##### PAGE TEXT #####

Man murdered widow, 80, in London allotment row
A man murdered an elderly widow with a lawnmower flex to avoid being thrown off his allotment, a court heard.
Rahim Mohammadi strangled 80-year-old Lea Adri-Soejoko with the cord and hid her body at Colindale allotments in north London in February last year.
Mrs Adri-Soejoko, the secretary of Colindale Allotment Association, was found in a locked mower shed.
Mohammadi, 42, was found guilty of murder and will be sentenced at the Old Bailey on Friday.
He had a reputation for being "threatening" and having a "volatile" temper, the court heard.
Prosecutor John Price QC had told jurors Mrs Adri-Soejoko had been assaulted by the defendant and then killed to "stop her complaining".
Five months before the attack Mrs Adri-Soejoko, had a "notorious" run-in with Mohammadi, from Hackney, at a growers' meeting.
During a heated discussion over evictions, she had told him to "shut up" and Mohammadi called her a "bloody old witch", the court heard.
The Iranian had been involved with the allotment since 2008 through Freedom from Torture, an organisation helping torture victims suffering from post-traumatic stress disorder.
The court heard he had ambitions to take over running the allotment, making Mrs Adri-Soejoko wary of him.
On the day of the murder Mohammadi assaulted Mrs Adri-Soejoko on the allotment, causing bruises and fractures to the ribs, jurors were told.
Mr Price said: "Mrs Adri-Soejoko was beaten up. That in turn does point to a motive for her murder - to avoid detection for a shocking and very serious assault on a vulnerable old lady."
The victim's body was locked up in the mower shed, which only four key-holders had access to, one of whom was Mohammadi.

#####

TO DO:
Could you carry the news report on the Colindale allotment murder forward from its final sentence with a few more paragraphs?

##### DATA SUPPLIED #####

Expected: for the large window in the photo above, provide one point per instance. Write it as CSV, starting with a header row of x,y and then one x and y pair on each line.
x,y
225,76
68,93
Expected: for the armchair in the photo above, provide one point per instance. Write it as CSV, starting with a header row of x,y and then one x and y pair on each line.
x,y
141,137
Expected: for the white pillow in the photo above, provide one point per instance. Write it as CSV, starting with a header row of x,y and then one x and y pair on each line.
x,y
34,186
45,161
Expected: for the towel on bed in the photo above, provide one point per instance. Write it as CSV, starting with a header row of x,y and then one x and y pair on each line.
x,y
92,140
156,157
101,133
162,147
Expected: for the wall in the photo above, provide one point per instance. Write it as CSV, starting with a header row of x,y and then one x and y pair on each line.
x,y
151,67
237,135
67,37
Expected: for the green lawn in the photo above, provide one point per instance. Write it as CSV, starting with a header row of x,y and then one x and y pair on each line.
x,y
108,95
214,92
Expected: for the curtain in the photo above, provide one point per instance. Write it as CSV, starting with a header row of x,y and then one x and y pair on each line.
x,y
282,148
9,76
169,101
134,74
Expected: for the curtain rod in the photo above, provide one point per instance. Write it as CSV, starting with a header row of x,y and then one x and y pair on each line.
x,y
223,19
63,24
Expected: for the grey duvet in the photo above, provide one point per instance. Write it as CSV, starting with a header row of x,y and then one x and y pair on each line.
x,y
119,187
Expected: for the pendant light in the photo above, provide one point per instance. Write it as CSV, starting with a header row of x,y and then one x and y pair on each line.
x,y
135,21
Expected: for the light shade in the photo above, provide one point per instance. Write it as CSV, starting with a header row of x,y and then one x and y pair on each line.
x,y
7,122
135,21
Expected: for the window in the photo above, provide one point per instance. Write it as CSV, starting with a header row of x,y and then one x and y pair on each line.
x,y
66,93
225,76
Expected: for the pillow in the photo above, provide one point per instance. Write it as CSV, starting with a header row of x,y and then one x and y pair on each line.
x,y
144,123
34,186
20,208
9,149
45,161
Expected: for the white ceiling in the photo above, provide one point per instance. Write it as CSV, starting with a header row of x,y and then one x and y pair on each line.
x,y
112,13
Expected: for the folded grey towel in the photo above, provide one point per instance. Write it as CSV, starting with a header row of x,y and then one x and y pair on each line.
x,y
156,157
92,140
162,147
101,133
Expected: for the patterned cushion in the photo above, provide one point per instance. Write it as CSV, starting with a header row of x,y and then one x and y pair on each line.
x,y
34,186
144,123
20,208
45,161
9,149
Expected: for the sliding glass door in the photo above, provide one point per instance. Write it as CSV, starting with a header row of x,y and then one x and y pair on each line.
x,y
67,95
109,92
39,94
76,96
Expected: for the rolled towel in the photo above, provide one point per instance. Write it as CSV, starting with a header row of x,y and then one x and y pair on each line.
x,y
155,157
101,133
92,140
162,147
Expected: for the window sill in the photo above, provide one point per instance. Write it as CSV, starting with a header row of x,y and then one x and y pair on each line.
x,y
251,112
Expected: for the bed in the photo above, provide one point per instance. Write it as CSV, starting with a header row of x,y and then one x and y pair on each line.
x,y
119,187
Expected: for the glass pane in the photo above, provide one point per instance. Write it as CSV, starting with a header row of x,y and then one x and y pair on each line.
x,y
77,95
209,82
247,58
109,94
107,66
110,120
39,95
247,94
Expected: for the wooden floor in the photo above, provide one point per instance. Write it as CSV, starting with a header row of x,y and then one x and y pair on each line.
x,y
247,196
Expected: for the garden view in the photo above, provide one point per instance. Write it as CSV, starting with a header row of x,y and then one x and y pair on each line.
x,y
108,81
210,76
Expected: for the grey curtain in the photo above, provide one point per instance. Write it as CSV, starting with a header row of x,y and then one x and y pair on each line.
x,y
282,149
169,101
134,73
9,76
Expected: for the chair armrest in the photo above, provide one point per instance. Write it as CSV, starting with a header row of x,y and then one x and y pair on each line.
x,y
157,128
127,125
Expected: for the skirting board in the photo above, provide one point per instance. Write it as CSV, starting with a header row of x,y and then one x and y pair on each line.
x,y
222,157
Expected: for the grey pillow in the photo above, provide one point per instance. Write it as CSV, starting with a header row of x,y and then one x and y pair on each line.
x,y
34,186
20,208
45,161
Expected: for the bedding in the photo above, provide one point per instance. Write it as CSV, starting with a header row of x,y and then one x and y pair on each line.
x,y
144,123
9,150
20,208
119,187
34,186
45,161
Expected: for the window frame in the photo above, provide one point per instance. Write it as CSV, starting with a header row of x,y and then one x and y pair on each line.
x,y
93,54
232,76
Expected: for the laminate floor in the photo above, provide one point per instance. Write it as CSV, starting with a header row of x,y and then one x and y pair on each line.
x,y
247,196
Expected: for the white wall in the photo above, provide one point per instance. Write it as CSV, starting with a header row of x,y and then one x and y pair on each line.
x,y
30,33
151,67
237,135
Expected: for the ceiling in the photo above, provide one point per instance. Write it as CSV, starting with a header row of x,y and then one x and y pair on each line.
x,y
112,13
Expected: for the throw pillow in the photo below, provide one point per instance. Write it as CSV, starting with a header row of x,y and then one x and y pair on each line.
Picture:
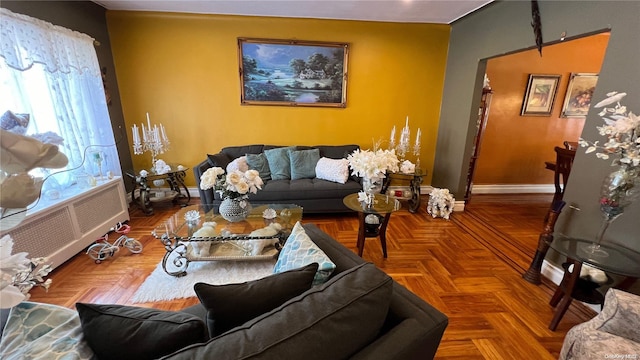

#####

TASK RESPONSE:
Police found the body by following the sound of her ringing phone found before Mohammadi could cover up the crime.
She was wearing Wellington boots and an apron and had the shed keys in her pocket.
Mohammadi's DNA was found on the cord used to strangle Mrs Adri-Soejoko and he was captured on CCTV coming and going from the allotment, jurors were told.
In police interviews, Mohammadi gave different and inconsistent accounts of his movements.
Giving evidence, he said he had gone to the allotments to buy opium for his bad back on the day of the killing.
He claimed he heard shouting but dismissed it as a drunken fight.
The court was told Mohammadi sought political asylum in Britain in 2005 and was given indefinite leave to remain in 2010.
As he was led from the dock, Mohammadi turned to the jury and said: "You will have that on your conscience sending an innocent man to prison."
Det Ch Insp Noel McHugh, of the Met Police, said: "This crime has torn a family apart and sent shockwaves through a close-knit community.
"Mohammadi is a violent, evil, and volatile individual and he will spend many years in prison as a result of his appalling actions."